That’s not a breakthrough in reasoning. That’s a brute-force solution dressed up as innovation.
Think about what that means in practice. You’re not building intelligent systems anymore. You’re curating context. Your job as a developer has shifted from creator to context manager — someone who decides what information goes into the prompt, how much it costs per invocation, and whether the output is worth the token spend. Every call to the API has to be intentional. Every context window has to be carefully managed. You feel less like an engineer and more like a babysitter watching a very expensive child.
We traded the dream of autonomous intelligence for the reality of manual curation, and nobody wants to admit it because the alternative — that AI still can’t reason — is too uncomfortable to say out loud.
The comments on Dan Luu’s notes from the field capture this perfectly. One observer called it the beginnings of “AI psychosis” — that creeping dread you feel when you realize the system you’ve been trusting to write production code is fragile, expensive, and fundamentally dependent on your constant oversight. Another pointed out the obvious: with API-only models, you’re not going to run anything in a loop. You’d sooner set dollar bills on fire. Every invocation costs money. Every context expansion costs money. Every hallucination costs money.

▸ **Brief**:
Copy everything from "That’s not a" down to "say out loud." in the passage on AI context curation, renaming "babysitter" to "nanny" wherever it appears. The listing isn't needed for any of this.

▸ **Given data**:

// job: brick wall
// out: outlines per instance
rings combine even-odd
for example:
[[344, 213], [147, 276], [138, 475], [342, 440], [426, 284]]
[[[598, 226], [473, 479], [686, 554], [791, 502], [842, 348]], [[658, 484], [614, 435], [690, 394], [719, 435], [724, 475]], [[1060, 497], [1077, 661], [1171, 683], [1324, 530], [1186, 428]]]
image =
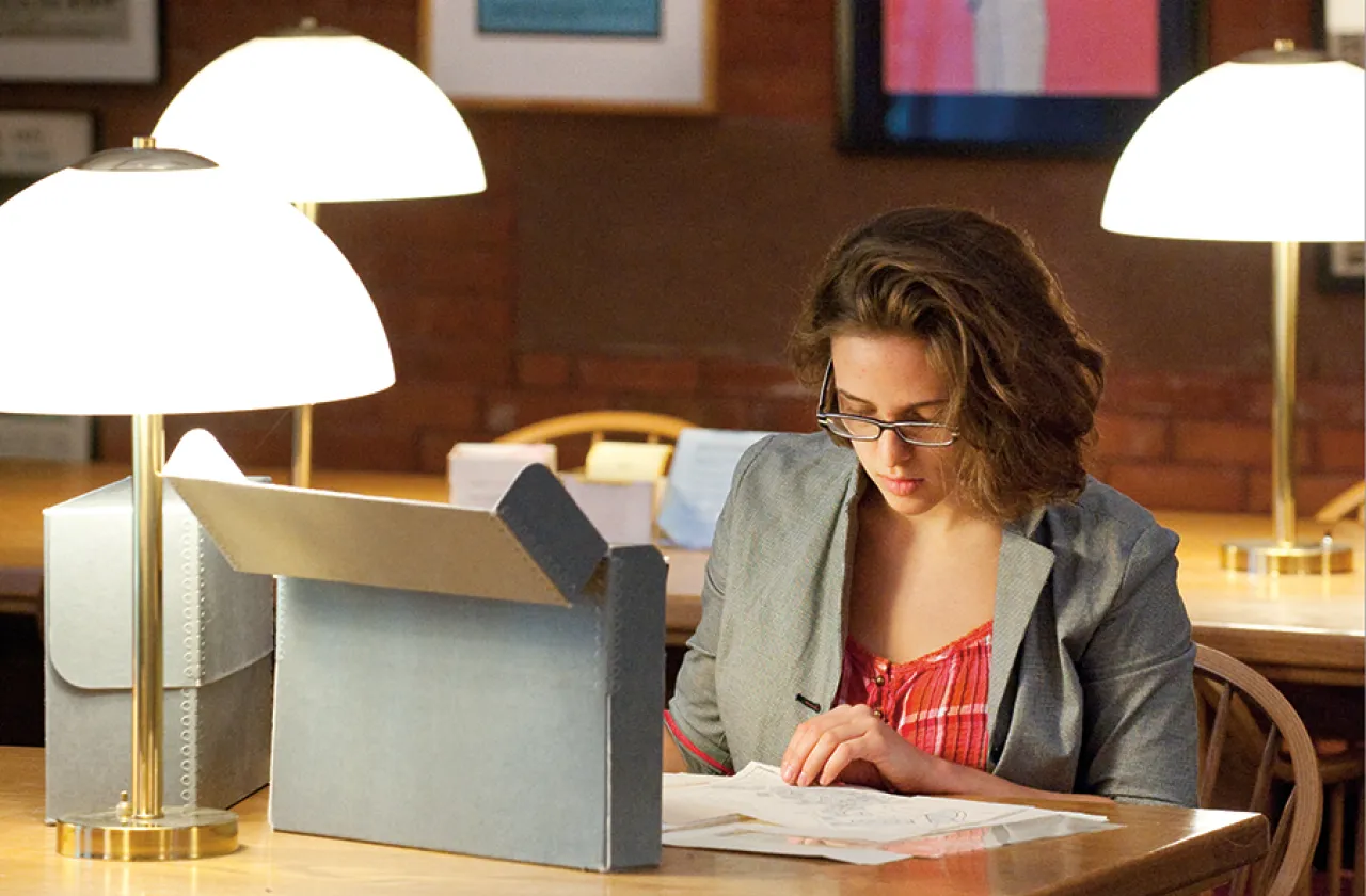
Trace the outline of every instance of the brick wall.
[[[835, 105], [831, 4], [723, 0], [719, 5], [720, 120], [766, 119], [805, 127], [829, 123]], [[415, 0], [281, 0], [270, 5], [175, 0], [164, 7], [167, 71], [161, 85], [7, 85], [0, 86], [3, 104], [94, 108], [105, 145], [127, 145], [135, 134], [150, 130], [173, 93], [210, 59], [305, 14], [417, 56]], [[1210, 0], [1212, 60], [1268, 45], [1273, 37], [1307, 41], [1309, 7], [1309, 0]], [[466, 119], [488, 169], [486, 193], [322, 209], [321, 225], [355, 265], [380, 309], [393, 348], [398, 385], [317, 408], [318, 467], [438, 471], [456, 440], [490, 438], [579, 410], [654, 410], [724, 428], [813, 428], [810, 396], [796, 389], [772, 351], [717, 354], [622, 346], [611, 339], [611, 320], [601, 322], [601, 337], [571, 350], [529, 347], [522, 329], [523, 316], [531, 311], [519, 305], [519, 280], [538, 260], [522, 251], [519, 227], [545, 209], [526, 205], [529, 172], [519, 165], [548, 117], [475, 111], [466, 112]], [[669, 123], [641, 127], [667, 128]], [[1057, 175], [1072, 164], [1035, 167], [1029, 173], [1044, 172], [1046, 179], [1048, 172]], [[1105, 171], [1090, 164], [1104, 183]], [[977, 172], [981, 163], [964, 160], [958, 176], [970, 184]], [[1075, 253], [1085, 255], [1087, 247], [1079, 244]], [[1262, 275], [1251, 280], [1268, 283]], [[1220, 298], [1213, 295], [1212, 300]], [[566, 313], [596, 313], [591, 295], [574, 300], [578, 306]], [[649, 313], [688, 314], [686, 300], [654, 300]], [[1310, 358], [1309, 369], [1302, 367], [1299, 492], [1306, 508], [1317, 507], [1362, 475], [1362, 314], [1359, 300], [1343, 302], [1348, 303], [1341, 306], [1340, 320], [1333, 317], [1336, 306], [1322, 310], [1310, 303], [1309, 314], [1320, 314], [1326, 322], [1315, 324], [1314, 318], [1302, 326], [1302, 340], [1310, 346], [1315, 326], [1320, 332], [1347, 328], [1346, 341], [1355, 346], [1354, 356]], [[1265, 303], [1269, 306], [1269, 298]], [[1142, 324], [1145, 313], [1160, 314], [1153, 309], [1106, 313], [1137, 316], [1132, 320]], [[262, 321], [262, 326], [268, 325]], [[471, 339], [471, 333], [478, 336]], [[1242, 339], [1212, 344], [1206, 367], [1176, 373], [1167, 372], [1158, 354], [1117, 355], [1100, 418], [1096, 471], [1152, 507], [1266, 509], [1270, 376], [1265, 351], [1243, 346]], [[269, 359], [245, 356], [243, 362]], [[171, 418], [171, 444], [194, 425], [210, 426], [242, 463], [287, 463], [287, 411]], [[127, 421], [101, 421], [100, 445], [105, 458], [127, 458]]]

▸ **Written reply**:
That’s not a breakthrough in reasoning. That’s a brute-force solution dressed up as innovation.
Think about what that means in practice. You’re not building intelligent systems anymore. You’re curating context. Your job as a developer has shifted from creator to context manager — someone who decides what information goes into the prompt, how much it costs per invocation, and whether the output is worth the token spend. Every call to the API has to be intentional. Every context window has to be carefully managed. You feel less like an engineer and more like a nanny watching a very expensive child.
We traded the dream of autonomous intelligence for the reality of manual curation, and nobody wants to admit it because the alternative — that AI still can’t reason — is too uncomfortable to say out loud.